:: About this task ::
Your task is to give the entries back exactly, leaving nothing out.

Collected data entries
====
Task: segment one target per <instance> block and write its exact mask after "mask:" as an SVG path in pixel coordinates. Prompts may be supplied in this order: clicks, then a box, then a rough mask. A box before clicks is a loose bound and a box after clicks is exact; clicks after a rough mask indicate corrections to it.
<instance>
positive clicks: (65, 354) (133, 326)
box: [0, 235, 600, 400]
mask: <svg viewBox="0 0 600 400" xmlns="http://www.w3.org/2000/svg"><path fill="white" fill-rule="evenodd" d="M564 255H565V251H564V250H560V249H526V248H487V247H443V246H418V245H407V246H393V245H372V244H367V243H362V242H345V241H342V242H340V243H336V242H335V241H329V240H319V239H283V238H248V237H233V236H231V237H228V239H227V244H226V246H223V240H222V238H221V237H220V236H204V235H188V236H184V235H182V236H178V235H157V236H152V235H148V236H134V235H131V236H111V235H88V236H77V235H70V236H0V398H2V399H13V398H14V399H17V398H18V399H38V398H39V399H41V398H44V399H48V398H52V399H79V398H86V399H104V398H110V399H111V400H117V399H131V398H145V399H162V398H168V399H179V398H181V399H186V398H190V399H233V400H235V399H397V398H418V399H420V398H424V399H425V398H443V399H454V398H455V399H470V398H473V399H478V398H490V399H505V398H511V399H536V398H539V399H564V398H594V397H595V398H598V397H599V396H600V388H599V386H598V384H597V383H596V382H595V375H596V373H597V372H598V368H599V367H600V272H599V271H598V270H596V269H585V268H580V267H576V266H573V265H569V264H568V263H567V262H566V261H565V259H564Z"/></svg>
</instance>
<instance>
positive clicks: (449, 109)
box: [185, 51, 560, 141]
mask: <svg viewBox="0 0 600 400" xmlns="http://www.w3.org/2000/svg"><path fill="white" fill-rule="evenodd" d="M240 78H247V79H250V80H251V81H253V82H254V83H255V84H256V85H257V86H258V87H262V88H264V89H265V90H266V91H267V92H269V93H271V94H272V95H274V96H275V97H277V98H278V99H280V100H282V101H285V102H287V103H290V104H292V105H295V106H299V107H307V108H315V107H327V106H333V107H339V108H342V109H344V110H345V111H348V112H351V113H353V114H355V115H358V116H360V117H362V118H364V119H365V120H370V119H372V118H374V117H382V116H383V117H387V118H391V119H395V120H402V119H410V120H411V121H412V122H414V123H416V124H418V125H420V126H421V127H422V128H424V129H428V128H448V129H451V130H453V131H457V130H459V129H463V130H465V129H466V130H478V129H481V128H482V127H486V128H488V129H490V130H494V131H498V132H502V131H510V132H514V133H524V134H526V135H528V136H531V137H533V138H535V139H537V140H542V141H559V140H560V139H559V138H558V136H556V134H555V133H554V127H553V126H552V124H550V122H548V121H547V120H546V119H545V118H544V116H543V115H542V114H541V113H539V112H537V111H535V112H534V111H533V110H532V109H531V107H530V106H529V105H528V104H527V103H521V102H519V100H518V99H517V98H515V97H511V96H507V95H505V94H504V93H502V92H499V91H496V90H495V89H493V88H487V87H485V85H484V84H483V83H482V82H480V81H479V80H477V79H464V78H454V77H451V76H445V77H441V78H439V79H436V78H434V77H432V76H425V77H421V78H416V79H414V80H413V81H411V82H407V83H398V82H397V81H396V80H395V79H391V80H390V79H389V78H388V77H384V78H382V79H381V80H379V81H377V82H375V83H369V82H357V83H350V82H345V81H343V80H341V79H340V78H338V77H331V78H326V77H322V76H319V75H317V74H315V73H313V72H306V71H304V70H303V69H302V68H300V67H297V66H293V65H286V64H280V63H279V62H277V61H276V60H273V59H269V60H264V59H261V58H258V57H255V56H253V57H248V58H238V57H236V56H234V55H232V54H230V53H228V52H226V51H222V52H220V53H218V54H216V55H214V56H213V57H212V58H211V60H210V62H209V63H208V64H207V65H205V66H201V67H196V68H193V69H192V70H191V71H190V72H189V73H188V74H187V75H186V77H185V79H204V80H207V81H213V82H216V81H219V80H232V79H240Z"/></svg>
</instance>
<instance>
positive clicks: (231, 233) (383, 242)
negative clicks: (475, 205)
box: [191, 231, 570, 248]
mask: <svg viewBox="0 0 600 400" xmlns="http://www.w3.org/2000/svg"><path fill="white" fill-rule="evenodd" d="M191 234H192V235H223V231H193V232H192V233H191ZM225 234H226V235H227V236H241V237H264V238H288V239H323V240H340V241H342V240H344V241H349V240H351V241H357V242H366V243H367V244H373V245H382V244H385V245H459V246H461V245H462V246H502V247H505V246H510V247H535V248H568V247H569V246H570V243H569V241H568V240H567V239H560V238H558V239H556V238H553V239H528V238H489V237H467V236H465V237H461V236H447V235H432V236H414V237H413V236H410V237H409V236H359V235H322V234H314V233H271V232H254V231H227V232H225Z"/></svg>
====
:: Answer to the problem ::
Task: segment one target per <instance> block and write its exact mask after "mask:" as an SVG path in pixel coordinates. Prompts may be supplied in this order: clicks, then a box, then a rough mask. A box before clicks is a loose bound and a box after clicks is exact; clicks after a rough mask indicate corrections to it.
<instance>
positive clicks: (65, 354) (133, 326)
box: [0, 235, 600, 400]
mask: <svg viewBox="0 0 600 400" xmlns="http://www.w3.org/2000/svg"><path fill="white" fill-rule="evenodd" d="M564 255H565V251H564V250H560V249H526V248H487V247H443V246H418V245H407V246H393V245H372V244H367V243H362V242H345V241H342V242H340V243H336V242H335V241H329V240H319V239H283V238H248V237H233V236H231V237H228V239H227V244H226V246H223V240H222V238H221V237H220V236H204V235H188V236H184V235H182V236H178V235H157V236H152V235H148V236H134V235H131V236H111V235H88V236H77V235H70V236H0V398H2V399H13V398H14V399H17V398H18V399H38V398H39V399H41V398H44V399H48V398H52V399H79V398H86V399H104V398H110V399H111V400H117V399H131V398H145V399H162V398H168V399H179V398H181V399H186V398H190V399H233V400H235V399H397V398H418V399H420V398H424V399H425V398H443V399H454V398H455V399H470V398H473V399H478V398H490V399H505V398H511V399H536V398H539V399H564V398H594V397H595V398H598V397H599V396H600V388H599V386H598V384H597V383H596V382H595V375H596V373H597V372H598V368H599V367H600V272H599V271H598V270H596V269H585V268H580V267H576V266H573V265H569V264H568V263H567V262H566V261H565V259H564Z"/></svg>
</instance>
<instance>
positive clicks: (449, 109)
box: [185, 51, 560, 141]
mask: <svg viewBox="0 0 600 400" xmlns="http://www.w3.org/2000/svg"><path fill="white" fill-rule="evenodd" d="M240 78H247V79H250V80H251V81H253V82H254V83H255V84H256V85H257V86H258V87H262V88H264V89H265V90H266V91H267V92H269V93H271V94H272V95H274V96H275V97H277V98H278V99H280V100H282V101H285V102H287V103H290V104H292V105H295V106H299V107H307V108H315V107H327V106H333V107H339V108H342V109H344V110H345V111H348V112H351V113H353V114H355V115H358V116H360V117H362V118H364V119H365V120H370V119H372V118H374V117H382V116H383V117H387V118H391V119H395V120H402V119H410V120H411V121H412V122H414V123H416V124H418V125H420V126H421V127H422V128H424V129H428V128H448V129H451V130H453V131H457V130H459V129H463V130H465V129H466V130H478V129H481V128H482V127H486V128H488V129H490V130H494V131H498V132H502V131H510V132H514V133H524V134H526V135H528V136H531V137H533V138H535V139H537V140H542V141H559V140H560V139H559V138H558V136H556V134H555V133H554V127H553V126H552V124H550V122H548V121H547V120H546V119H545V118H544V116H543V115H542V114H541V113H539V112H537V111H535V112H534V111H533V110H532V109H531V107H530V106H529V105H528V104H527V103H521V102H519V100H518V99H517V98H515V97H511V96H507V95H505V94H504V93H502V92H499V91H496V90H495V89H493V88H487V87H485V85H484V84H483V83H482V82H480V81H479V80H477V79H464V78H454V77H451V76H445V77H441V78H439V79H436V78H434V77H432V76H425V77H421V78H416V79H414V80H413V81H411V82H407V83H398V82H397V81H396V80H395V79H391V80H390V79H389V78H388V77H384V78H382V79H381V80H379V81H377V82H375V83H369V82H357V83H350V82H345V81H343V80H341V79H340V78H338V77H331V78H326V77H322V76H319V75H317V74H315V73H313V72H306V71H304V70H303V69H302V68H300V67H297V66H293V65H286V64H280V63H279V62H277V61H276V60H273V59H269V60H264V59H261V58H258V57H255V56H253V57H248V58H238V57H236V56H234V55H232V54H230V53H228V52H226V51H222V52H220V53H218V54H216V55H214V56H213V57H212V58H211V60H210V62H209V63H208V64H207V65H205V66H201V67H196V68H193V69H192V70H191V71H190V72H189V73H188V74H187V75H186V77H185V79H204V80H207V81H213V82H216V81H219V80H232V79H240Z"/></svg>
</instance>
<instance>
positive clicks: (231, 233) (383, 242)
negative clicks: (475, 205)
box: [191, 231, 570, 248]
mask: <svg viewBox="0 0 600 400" xmlns="http://www.w3.org/2000/svg"><path fill="white" fill-rule="evenodd" d="M191 234H192V235H223V231H193V232H192V233H191ZM225 234H226V235H227V236H241V237H264V238H288V239H323V240H340V241H342V240H344V241H349V240H351V241H357V242H366V243H367V244H373V245H382V244H385V245H459V246H461V245H462V246H502V247H505V246H510V247H535V248H568V247H569V246H570V243H569V241H568V240H567V239H560V238H558V239H556V238H553V239H528V238H489V237H467V236H465V237H461V236H447V235H432V236H414V237H413V236H410V237H409V236H359V235H322V234H314V233H271V232H254V231H227V232H225Z"/></svg>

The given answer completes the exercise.